**Task goal:**
Find "of the trash" in the data below; transcribe the line it appears on and each line after it, exactly, to the end, and nothing else.

**Dataset records:**
++++++++++++++++++++

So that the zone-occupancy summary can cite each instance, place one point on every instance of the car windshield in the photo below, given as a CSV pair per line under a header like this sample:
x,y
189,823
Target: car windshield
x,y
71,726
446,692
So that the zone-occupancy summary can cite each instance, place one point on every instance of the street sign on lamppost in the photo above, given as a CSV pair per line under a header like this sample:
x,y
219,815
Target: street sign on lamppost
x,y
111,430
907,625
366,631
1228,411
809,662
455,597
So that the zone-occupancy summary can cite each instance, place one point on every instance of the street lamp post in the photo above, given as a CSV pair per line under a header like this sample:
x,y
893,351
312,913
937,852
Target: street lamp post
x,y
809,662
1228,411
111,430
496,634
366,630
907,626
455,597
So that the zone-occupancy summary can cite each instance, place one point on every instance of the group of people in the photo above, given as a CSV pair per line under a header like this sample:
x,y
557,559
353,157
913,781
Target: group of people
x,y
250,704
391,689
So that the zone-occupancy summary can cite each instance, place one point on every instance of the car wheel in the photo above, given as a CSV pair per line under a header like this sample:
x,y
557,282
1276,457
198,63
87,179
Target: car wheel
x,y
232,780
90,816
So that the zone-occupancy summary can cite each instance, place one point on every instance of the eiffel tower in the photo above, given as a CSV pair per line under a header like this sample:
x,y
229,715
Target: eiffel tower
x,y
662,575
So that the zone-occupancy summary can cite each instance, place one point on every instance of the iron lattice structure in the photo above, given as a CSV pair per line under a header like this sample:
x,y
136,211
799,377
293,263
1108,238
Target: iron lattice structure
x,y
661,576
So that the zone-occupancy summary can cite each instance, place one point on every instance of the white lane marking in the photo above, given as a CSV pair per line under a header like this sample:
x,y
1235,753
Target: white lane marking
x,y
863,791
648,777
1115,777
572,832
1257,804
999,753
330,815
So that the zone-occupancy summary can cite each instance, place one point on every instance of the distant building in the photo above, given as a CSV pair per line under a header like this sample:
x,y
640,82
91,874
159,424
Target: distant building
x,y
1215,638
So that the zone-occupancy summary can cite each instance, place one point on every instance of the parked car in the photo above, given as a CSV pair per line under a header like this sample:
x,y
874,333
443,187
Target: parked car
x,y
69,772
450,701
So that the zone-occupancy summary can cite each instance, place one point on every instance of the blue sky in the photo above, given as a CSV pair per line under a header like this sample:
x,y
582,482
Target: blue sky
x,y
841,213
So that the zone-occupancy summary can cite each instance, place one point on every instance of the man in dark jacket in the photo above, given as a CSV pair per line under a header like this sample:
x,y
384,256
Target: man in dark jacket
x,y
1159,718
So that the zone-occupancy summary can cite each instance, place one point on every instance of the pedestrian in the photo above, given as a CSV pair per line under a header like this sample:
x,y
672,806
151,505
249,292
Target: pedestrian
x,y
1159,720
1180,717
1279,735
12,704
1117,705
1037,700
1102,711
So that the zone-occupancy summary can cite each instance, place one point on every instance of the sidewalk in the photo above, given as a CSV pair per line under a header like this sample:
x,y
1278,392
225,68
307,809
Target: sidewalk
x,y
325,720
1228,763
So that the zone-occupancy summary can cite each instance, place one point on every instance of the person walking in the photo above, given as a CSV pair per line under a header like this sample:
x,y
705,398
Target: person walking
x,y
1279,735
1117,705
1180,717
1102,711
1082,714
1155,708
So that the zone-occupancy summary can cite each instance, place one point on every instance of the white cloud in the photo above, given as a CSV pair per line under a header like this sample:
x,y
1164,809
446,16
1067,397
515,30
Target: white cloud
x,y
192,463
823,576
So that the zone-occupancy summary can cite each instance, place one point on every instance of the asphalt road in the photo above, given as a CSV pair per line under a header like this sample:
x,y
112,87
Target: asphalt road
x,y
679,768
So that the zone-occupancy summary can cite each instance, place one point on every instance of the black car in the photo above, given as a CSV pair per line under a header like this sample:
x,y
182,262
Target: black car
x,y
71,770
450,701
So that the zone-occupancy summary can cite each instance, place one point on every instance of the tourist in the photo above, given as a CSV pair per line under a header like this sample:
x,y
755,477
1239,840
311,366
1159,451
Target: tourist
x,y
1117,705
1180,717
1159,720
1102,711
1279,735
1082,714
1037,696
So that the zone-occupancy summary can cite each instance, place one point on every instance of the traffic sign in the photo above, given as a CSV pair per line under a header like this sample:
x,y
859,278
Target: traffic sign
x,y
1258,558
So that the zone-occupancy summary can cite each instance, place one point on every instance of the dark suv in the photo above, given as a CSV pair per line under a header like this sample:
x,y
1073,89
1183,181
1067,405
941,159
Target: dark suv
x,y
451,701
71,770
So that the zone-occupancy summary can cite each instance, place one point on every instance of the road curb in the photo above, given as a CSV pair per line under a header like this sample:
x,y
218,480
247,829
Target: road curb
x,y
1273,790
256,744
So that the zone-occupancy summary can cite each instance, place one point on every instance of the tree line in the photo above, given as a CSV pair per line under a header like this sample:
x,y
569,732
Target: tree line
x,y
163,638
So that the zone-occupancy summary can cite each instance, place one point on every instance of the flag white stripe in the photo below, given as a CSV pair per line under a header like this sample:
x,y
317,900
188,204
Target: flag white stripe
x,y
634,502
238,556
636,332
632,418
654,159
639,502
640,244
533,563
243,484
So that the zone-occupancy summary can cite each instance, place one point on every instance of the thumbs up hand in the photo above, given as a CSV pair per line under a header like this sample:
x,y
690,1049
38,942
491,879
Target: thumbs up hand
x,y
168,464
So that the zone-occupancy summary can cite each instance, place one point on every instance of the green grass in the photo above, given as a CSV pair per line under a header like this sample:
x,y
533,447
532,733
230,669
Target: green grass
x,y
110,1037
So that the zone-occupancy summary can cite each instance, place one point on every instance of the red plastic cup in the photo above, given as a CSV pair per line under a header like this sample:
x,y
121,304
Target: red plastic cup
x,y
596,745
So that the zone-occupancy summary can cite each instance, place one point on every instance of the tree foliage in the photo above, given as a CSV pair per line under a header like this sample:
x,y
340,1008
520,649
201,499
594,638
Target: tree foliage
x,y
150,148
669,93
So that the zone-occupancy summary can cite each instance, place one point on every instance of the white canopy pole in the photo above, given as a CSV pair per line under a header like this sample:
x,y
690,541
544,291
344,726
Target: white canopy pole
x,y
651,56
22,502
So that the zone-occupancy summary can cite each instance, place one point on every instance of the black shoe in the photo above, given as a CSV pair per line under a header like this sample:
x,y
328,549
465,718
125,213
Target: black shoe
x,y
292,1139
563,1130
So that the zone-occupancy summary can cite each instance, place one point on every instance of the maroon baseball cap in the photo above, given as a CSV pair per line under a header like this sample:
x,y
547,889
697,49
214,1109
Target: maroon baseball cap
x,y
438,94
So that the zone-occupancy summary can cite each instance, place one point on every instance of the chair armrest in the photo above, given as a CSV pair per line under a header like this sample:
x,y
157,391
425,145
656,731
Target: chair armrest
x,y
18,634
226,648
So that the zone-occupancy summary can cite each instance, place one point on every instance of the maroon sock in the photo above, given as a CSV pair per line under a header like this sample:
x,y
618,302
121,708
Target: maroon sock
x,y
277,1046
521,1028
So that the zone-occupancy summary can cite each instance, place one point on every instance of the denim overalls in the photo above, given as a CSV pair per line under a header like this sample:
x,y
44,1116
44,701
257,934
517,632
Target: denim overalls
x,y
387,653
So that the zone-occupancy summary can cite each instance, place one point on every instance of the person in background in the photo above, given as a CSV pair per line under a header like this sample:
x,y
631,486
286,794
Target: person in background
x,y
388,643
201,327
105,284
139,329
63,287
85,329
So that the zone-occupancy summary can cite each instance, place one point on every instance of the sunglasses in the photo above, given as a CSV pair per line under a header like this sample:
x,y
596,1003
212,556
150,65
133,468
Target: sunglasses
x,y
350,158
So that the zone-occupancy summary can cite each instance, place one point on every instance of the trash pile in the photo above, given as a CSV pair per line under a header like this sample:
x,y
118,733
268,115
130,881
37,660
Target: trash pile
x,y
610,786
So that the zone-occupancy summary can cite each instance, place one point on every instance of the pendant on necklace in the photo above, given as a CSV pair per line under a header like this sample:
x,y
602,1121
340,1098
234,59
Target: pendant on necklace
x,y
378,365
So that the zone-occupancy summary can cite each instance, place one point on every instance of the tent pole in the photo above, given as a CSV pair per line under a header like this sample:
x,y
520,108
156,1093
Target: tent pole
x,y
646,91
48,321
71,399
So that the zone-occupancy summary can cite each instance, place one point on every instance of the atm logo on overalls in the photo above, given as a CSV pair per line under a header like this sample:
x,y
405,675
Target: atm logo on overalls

++++++++++++++++++++

**Solution for this exercise:**
So that the zone-occupancy summary can cite each instance, place one point on every instance of the trash pile in the photo above, given as a CSV pair per line under a header like this sample:
x,y
118,733
268,115
130,881
37,660
Target: trash pile
x,y
610,786
So that the zone-occupancy summary can cite each instance, place one point on every instance of the pendant on necklace in the photo above, given as a CSV pair per line under a header like this sample:
x,y
602,1121
340,1098
234,59
Target: pendant on necklace
x,y
378,365
So that the zone-occupancy summary can cite each instance, place one point on every instance of the tent pole in the photo above, given as a CSV pair per line under a header like this sample:
x,y
520,108
156,1093
Target: tent pole
x,y
646,91
48,321
71,399
So that the zone-occupancy summary can cite each instance, place one point on every instance of the atm logo on overalls in the photo above, given as a CSV pair per line under a header like this sample:
x,y
405,675
Target: atm logo on overalls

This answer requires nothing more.